**REQUEST:** Retype all of the rows below without changing a character, and leave the pictures out of your copy.

**DATASET EXTRACT:**
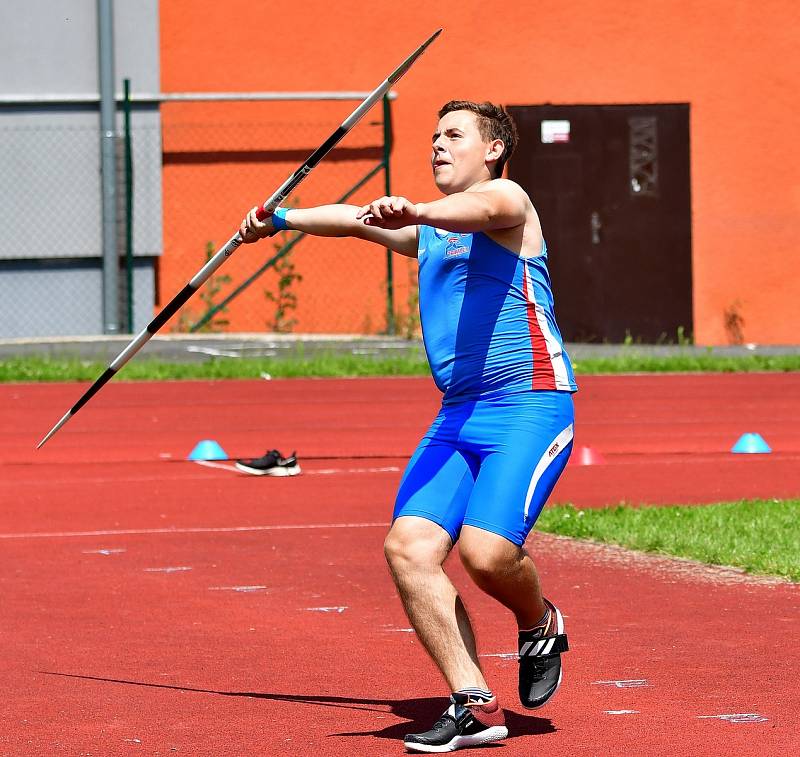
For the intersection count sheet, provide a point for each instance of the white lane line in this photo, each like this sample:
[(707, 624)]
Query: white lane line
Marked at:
[(737, 717), (318, 472), (241, 589), (329, 471), (326, 609), (212, 464), (102, 551), (501, 655), (195, 530)]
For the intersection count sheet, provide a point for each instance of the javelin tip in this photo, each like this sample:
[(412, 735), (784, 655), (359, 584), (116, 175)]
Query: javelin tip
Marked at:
[(55, 428), (408, 62)]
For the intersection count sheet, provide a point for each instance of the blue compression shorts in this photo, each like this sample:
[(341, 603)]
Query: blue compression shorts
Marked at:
[(489, 463)]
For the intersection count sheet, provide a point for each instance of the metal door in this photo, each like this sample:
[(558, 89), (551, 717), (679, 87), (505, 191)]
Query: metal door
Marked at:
[(612, 188)]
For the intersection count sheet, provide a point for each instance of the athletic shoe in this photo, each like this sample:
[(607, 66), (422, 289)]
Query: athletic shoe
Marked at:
[(466, 722), (271, 464), (540, 660)]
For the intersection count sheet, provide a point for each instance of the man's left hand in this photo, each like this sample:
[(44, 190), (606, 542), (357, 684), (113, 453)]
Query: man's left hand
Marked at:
[(389, 213)]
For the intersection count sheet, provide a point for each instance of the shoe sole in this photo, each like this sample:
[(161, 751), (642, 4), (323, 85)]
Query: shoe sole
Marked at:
[(292, 470), (559, 629), (495, 733)]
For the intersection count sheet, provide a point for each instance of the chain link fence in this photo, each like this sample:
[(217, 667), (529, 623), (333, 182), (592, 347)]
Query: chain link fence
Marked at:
[(197, 167)]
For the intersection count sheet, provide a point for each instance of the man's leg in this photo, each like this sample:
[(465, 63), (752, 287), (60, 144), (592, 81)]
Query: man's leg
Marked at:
[(504, 571), (415, 549)]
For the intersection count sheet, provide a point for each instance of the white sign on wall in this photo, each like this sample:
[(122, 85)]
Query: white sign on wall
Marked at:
[(555, 131)]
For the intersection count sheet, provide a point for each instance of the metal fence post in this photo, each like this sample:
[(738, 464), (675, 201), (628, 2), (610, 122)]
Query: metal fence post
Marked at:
[(105, 38), (128, 204)]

**TASK RESULT:**
For the intersection count sheet, provide a point for each instance of the white lane line in this photo, each like this sample:
[(707, 624)]
Query: white lane line
Marked at:
[(737, 717), (318, 472), (241, 589), (329, 471), (326, 609), (212, 464), (102, 551), (501, 655), (195, 530)]
For the intersection count sheet, provide a point for each instance of the javelin tip in this photo, each like this sample:
[(412, 735), (784, 655), (359, 584), (116, 175)]
Query: javelin tip
Marked at:
[(55, 428), (408, 62)]
For the intersection count sheet, provide a point for each instance of the blue compression shorts in this photo, each like this sample:
[(341, 603)]
Query: blue compression shorts
Marked at:
[(489, 463)]
For the intersection count sheet, provide a point for each instance of the metal door in this photo, each like this sample:
[(558, 89), (551, 717), (679, 87), (505, 191)]
Query: metal door
Marked at:
[(612, 188)]
For the intersection count sheet, provide a point for each instance of the athletic shoe in this photo, each like this sample:
[(607, 66), (422, 289)]
Query: athletic shoe
Marked at:
[(466, 722), (271, 464), (540, 660)]
For the intersection count sheet, provide a point for each instance of the man's left hand in this photo, each like this sample:
[(44, 190), (606, 542), (357, 684), (113, 453)]
Query: man's left hand
Marked at:
[(389, 213)]
For the intersection count sheet, provide a point for each instance of the shoe sole in this photo, each like this sample:
[(161, 751), (642, 4), (323, 85)]
Query: shoe sole
Marked at:
[(292, 470), (559, 629), (495, 733)]
For the intersection count sheet, provide a point for each instance of the chain link fence in this photo, each like this sample:
[(217, 667), (529, 623), (333, 182), (592, 347)]
Query: chain link fence
Marked at:
[(197, 167)]
For the intersection count sheet, provide a point for each instance of the man's leg in this photo, each like this sample:
[(465, 63), (752, 287), (60, 144), (592, 81)]
Query: man's leg
Marked at:
[(504, 571), (415, 549)]
For the intersection count sheet, provide a point for each instance of the white sign on wall in this photo, each like this sample:
[(122, 85)]
Query: white sign on wall
Marked at:
[(555, 131)]
For the intersection count sheet, provide a point for each instance of the metal fence post in this photo, each like this sample:
[(738, 464), (675, 201), (628, 2), (610, 122)]
Query: metal fence post
Marked at:
[(105, 38), (128, 204)]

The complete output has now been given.